--- EXERCISE MATERIALS ---

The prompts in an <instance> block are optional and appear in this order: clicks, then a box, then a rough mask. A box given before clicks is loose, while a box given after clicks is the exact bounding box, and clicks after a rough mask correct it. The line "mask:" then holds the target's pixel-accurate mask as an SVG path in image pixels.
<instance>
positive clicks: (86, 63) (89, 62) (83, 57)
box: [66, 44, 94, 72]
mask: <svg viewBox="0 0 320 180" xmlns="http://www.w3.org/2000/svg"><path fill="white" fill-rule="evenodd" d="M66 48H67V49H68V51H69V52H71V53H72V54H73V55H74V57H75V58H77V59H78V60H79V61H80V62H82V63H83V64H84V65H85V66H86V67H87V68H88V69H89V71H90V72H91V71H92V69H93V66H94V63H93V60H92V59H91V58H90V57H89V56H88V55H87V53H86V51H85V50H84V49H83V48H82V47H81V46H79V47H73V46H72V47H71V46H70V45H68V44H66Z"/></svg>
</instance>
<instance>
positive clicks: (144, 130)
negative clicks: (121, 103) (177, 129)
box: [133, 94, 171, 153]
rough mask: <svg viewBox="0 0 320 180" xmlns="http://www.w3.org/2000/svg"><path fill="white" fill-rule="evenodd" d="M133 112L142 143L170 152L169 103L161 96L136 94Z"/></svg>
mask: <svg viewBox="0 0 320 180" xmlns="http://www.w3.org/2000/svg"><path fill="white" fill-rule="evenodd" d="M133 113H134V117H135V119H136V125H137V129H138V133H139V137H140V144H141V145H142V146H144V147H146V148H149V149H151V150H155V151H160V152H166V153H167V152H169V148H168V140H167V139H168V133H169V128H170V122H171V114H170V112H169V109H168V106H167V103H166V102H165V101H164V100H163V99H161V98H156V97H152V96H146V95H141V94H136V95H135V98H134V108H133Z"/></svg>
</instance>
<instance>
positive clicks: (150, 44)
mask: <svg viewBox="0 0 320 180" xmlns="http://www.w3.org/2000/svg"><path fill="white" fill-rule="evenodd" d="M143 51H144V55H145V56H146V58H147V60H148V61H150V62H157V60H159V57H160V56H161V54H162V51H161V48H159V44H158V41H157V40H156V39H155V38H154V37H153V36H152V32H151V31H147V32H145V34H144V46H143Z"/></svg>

--- PROBLEM TO WORK ON ---
Rewrite the part of the entries that runs from the start through the line containing "box: [66, 44, 94, 72]", replacing "positive clicks" with "foreground clicks" and changing nothing else.

--- TASK OUTPUT ---
The prompts in an <instance> block are optional and appear in this order: clicks, then a box, then a rough mask. A box given before clicks is loose, while a box given after clicks is the exact bounding box, and clicks after a rough mask correct it. The line "mask:" then holds the target's pixel-accurate mask as an SVG path in image pixels.
<instance>
foreground clicks: (86, 63) (89, 62) (83, 57)
box: [66, 44, 94, 72]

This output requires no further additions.